▶ **Given request**:
Could you edit these rows so that "one point per instance" becomes "a single point for every instance" with nothing else changed, and leave the pictures out of your answer?

Start of Data records

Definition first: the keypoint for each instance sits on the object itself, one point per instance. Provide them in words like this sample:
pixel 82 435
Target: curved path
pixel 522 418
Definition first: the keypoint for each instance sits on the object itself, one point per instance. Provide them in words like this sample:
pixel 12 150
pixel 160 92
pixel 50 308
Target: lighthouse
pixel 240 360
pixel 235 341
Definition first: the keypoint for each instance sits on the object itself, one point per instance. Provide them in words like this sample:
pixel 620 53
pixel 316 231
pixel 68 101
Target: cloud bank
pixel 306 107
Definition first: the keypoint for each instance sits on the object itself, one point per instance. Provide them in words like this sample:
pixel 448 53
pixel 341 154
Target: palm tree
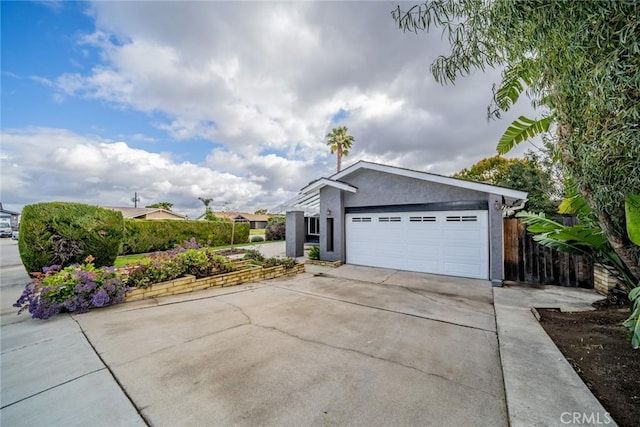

End of Data records

▶ **Right answer**:
Definition first: the keypoint for each instance sits on the object itself, a single point for every instance. Provide them in words like this sample:
pixel 82 435
Target: curved path
pixel 522 418
Definition first: the keypoint for each instance sits on the object itself, a single point for every instance. Provide them in words like this sample:
pixel 12 150
pixel 160 92
pixel 50 308
Target: lighthouse
pixel 240 360
pixel 235 341
Definition first: the keypoint for each instance sits on the object itself, a single point for every instance. Provide them in words like this sample:
pixel 620 53
pixel 316 231
pixel 68 101
Target: cloud bank
pixel 306 107
Definition first: the keypoint for each instance sits on the object itself, a single point for every instance. Provide them in words like this sample:
pixel 448 53
pixel 341 154
Target: palm tree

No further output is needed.